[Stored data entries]
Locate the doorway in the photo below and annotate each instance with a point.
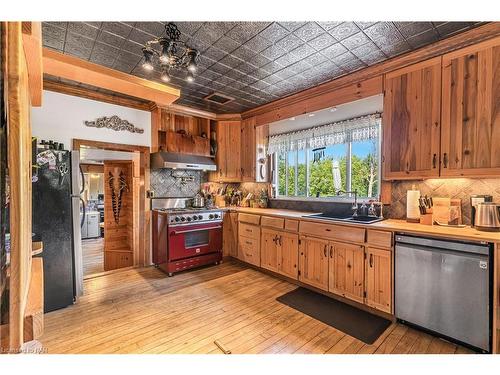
(110, 204)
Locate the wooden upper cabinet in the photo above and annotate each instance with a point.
(347, 270)
(470, 134)
(228, 152)
(313, 262)
(411, 121)
(378, 275)
(248, 150)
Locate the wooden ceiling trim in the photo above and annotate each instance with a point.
(75, 69)
(444, 46)
(86, 93)
(32, 45)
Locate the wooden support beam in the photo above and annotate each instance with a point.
(75, 69)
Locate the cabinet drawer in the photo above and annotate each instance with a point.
(249, 250)
(249, 218)
(272, 222)
(335, 232)
(292, 225)
(379, 238)
(249, 231)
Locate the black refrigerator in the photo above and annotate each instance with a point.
(53, 224)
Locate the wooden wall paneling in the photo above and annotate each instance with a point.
(471, 111)
(32, 44)
(411, 121)
(75, 69)
(19, 159)
(269, 112)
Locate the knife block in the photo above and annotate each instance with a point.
(426, 219)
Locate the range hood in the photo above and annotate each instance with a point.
(181, 161)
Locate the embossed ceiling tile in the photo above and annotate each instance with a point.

(Required action): Reproduce exactly every line between the line with "Locate the range" and the last line of the records above, both included.

(Exercise answer):
Locate the range hood in the photo above and annotate each instance with a point.
(181, 161)
Locate the embossed ceiling tile in the photo above and annotate each instance with a point.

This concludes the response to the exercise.